**Document excerpt**

Please take my answer with caution, because I have nearly zero experience with Nt4, only 95-98-Me-2k and a bit Xp.

I believe to have understood that Nt4 accesses the disk (or the host) like 95-98-Me do: using the interrupts provided by the Bios, instead of having its own functions as W2k began to do. (Or did this change with some SP?)

So the Lba28 limit would work like in W95-98-Me: it depends on the Bios, not on Windows. As soon as the Bios provides the Lba48 mode, Nt4 would access disks over 128GB, as W95-98-Me do (observed experimentally, including W95b). The Lba28 limit in Windows itself appeared with W2k (and Xp) and was corrected by an SP.

In the W95-98-Me (and Nt4?) case, flashing the Bios to Lba48 (if possible) is not the only answer, and not necessarily the best one. Among many others:

- An Ide host, possibly added on the Pci, whose Bios understands the Lba48, is enough to access >128GiB, and often improves speed; the best for 4* Pata/133 on 32b Pci is by far the SiI0680a, <10$ on eBay from Hong Kong.

**Records for this exercise**

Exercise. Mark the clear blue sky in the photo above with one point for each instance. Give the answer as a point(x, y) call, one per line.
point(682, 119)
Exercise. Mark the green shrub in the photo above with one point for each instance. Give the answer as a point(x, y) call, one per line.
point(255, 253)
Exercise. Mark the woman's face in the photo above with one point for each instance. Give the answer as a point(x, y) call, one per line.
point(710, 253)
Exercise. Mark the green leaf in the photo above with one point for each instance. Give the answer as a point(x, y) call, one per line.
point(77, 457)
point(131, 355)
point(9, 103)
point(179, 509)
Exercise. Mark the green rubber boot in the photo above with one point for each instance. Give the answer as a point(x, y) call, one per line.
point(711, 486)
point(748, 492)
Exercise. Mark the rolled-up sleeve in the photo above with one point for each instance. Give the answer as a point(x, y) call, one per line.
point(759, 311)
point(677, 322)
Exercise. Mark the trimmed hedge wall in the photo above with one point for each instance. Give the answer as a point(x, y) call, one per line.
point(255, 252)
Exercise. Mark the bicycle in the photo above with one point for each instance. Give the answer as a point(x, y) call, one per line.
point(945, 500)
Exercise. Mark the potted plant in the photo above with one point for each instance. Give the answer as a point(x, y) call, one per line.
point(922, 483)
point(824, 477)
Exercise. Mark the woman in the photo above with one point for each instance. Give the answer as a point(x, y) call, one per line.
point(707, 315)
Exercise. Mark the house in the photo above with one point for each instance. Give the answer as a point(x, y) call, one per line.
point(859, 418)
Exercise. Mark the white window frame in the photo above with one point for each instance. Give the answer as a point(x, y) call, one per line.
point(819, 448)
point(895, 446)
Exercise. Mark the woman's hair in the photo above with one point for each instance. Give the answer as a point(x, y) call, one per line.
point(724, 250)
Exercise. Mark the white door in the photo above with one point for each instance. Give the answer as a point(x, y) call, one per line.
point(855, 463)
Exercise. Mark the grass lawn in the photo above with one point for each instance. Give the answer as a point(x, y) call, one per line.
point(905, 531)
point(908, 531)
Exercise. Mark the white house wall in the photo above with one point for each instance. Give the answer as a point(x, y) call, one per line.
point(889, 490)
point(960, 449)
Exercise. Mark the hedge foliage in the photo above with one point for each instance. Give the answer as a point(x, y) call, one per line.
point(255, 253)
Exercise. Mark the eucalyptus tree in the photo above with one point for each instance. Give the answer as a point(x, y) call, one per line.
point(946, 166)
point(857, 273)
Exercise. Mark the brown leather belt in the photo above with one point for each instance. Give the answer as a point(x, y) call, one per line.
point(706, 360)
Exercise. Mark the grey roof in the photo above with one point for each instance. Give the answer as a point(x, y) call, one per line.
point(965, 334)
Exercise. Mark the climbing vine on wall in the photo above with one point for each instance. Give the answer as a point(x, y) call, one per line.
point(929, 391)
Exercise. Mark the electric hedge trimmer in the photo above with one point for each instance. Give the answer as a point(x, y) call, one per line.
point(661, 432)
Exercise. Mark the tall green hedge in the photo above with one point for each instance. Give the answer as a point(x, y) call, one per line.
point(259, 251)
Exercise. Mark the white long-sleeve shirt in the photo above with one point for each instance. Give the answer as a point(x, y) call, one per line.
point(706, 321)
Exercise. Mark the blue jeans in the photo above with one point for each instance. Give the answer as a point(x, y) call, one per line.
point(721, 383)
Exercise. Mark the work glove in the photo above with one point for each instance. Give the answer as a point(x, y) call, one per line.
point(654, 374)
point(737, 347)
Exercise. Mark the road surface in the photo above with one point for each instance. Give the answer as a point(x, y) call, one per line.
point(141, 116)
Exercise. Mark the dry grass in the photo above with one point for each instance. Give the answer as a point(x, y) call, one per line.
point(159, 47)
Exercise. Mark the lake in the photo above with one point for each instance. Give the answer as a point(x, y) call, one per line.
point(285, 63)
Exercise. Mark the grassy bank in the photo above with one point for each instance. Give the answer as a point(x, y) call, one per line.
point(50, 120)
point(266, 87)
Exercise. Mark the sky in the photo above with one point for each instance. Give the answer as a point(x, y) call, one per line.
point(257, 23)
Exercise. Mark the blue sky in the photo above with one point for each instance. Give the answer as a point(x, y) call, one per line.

**Jobs**
1/ Copy the lines of the records exactly, starting with the line that contains "Exercise. Mark the white long-sleeve" and ending with the line that contains "point(141, 116)", both included.
2/ Continue the text on the Lba48 disk limit in Nt4 and older Windows from the point where it stops.

**Task-by-task answers**
1/
Exercise. Mark the white long-sleeve shirt in the photo above with one point for each instance. Give the answer as a point(x, y) call, one per line.
point(706, 321)
Exercise. Mark the blue jeans in the photo above with one point for each instance. Give the answer as a point(x, y) call, one per line.
point(721, 383)
Exercise. Mark the work glove in the photo above with one point for each instance. Give the answer as a point(x, y) call, one per line.
point(654, 374)
point(737, 347)
Exercise. Mark the road surface in the photo above with one point for each instance. Give the answer as a point(x, y) call, one per line.
point(141, 116)

2/
- If you have an Intel host of the right epoch, installing the driver Intel Application Accelerator is enough.

- Disk manufacturers provide "Overlay software" or "Installation software" that, just as the Intel App Accel, replaces the limited Int13h provided by the Bios.

In any case, it is vital that you install your Windows in a smaller volume wholly accessible by the Bios-OS-SP0 prior to any improvement, especially to enable repairs. But as Nt4 (really?) limits this volume to 4GiB, the Lba28 limit shouldn't be attained.

There are tricks (I didn't try them) to provide the Sp6a's Atapi.sys on an F6 diskette (pretending it's a hardware driver) when installing Nt4 gold, which is allegedly impossible to slipstream with its SP (I didn't investigate), and whose Sp were never included in the install disk (again a rumour I didn't check).

UniAta was developed for Nt4 and is claimed to improve many such worries, but I tried it briefly on W2k and it didn't work quickly.

W95-98-Me-2k-Xp32 are also limited to disks of 2^32 sectors, which translates to 2TiB disks (not volumes) with sectors of 512B. W2k3 can access bigger disks in some cases, and V-7 often (non-MBR type partition). This will probably be the real limit for Nt4. Disk manufacturers have agreed that above 2TiB, sectors will have 4kiB instead of 512B, so these Windows may - perhaps - who knows - access >2TiB... Then, we'll begin to see what parts of Windows and the applications took care that sector size could change: expect most of them to fail...

Fingers crossed!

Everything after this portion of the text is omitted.